__Work task__:
Quote all lines below exactly. Images stay out.

__Data for the task__:
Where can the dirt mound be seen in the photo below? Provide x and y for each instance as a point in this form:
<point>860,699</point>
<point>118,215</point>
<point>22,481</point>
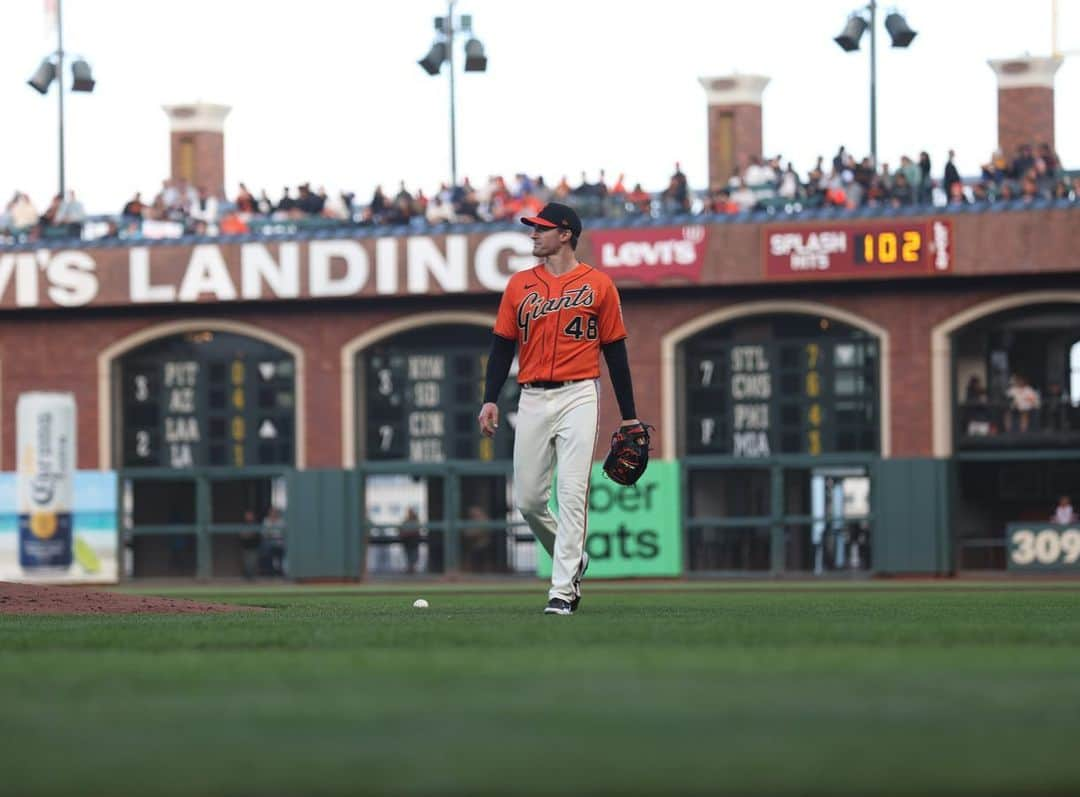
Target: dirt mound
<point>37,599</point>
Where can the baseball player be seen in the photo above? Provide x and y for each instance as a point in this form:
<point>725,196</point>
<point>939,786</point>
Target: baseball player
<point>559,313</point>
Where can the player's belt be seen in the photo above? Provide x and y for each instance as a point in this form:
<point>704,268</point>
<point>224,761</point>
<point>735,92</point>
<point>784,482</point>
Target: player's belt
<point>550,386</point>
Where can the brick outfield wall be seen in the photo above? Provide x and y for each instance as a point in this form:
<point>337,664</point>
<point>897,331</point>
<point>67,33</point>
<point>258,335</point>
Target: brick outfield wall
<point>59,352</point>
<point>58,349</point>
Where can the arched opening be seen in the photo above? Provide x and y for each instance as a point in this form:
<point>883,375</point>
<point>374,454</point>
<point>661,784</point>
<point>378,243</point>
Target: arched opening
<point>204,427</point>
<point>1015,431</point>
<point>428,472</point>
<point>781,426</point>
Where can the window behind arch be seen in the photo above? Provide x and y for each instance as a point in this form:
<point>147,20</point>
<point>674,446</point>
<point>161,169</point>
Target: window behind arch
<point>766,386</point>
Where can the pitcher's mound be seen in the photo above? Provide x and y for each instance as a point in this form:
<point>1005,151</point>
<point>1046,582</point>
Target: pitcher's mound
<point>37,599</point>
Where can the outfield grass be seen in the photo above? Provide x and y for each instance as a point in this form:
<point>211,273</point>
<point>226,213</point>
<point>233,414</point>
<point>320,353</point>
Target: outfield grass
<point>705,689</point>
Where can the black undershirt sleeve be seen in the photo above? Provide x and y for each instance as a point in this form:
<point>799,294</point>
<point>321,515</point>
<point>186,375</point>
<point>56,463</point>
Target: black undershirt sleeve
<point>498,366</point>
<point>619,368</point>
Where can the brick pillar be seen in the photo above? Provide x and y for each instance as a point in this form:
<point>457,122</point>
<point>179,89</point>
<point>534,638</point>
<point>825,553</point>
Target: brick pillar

__Written solution__:
Where can the dirt mound be seen in the photo below? Provide x and y for each instance as a point in this form:
<point>860,699</point>
<point>118,215</point>
<point>22,481</point>
Target: dirt mound
<point>37,599</point>
Where can the baseball player be seen in the photo above? Provide x and y for each instance as a point in this form:
<point>725,196</point>
<point>939,786</point>
Target: baseball player
<point>559,313</point>
Where can the player's belt be seen in the photo above? Provide x and y for each instance as a point in this form:
<point>704,268</point>
<point>224,761</point>
<point>735,92</point>
<point>784,482</point>
Target: player's belt
<point>550,386</point>
Where can the brick outfield wall be seen in the photo above? Provide x and y for each instance as a point in this form:
<point>337,664</point>
<point>897,331</point>
<point>67,33</point>
<point>258,335</point>
Target: brick outfield wall
<point>59,352</point>
<point>58,349</point>
Where can the arched opening be seen in the photo above? Provide x and y for each instance as a point in this form:
<point>883,375</point>
<point>374,454</point>
<point>661,784</point>
<point>378,243</point>
Target: arched opening
<point>204,427</point>
<point>1015,431</point>
<point>428,472</point>
<point>781,426</point>
Where can the window behind arch be seen in the photo above? Provide x and y for each instance as a point in this form:
<point>147,20</point>
<point>674,446</point>
<point>161,169</point>
Target: window behind arch
<point>766,386</point>
Where can the pitcher's mound be seen in the photo above? Provide x and y for each instance as a point in this form:
<point>1005,151</point>
<point>1046,582</point>
Target: pitcher's mound
<point>37,599</point>
Where can the outfield grass be seen in the photo above? Provide x and y for each instance as a point in this form:
<point>211,273</point>
<point>226,213</point>
<point>233,414</point>
<point>320,353</point>
Target: outfield grass
<point>705,689</point>
Where can the black undershirt sleeve be seen in the photo above? Provide x and y for each instance as a point in this form:
<point>799,294</point>
<point>321,515</point>
<point>186,375</point>
<point>56,463</point>
Target: black undershirt sleeve
<point>498,366</point>
<point>619,368</point>
Where can the brick pillar be seen in the photo above? Provide x and y for each instance as a point in this form:
<point>457,122</point>
<point>179,89</point>
<point>534,638</point>
<point>825,553</point>
Target: brick pillar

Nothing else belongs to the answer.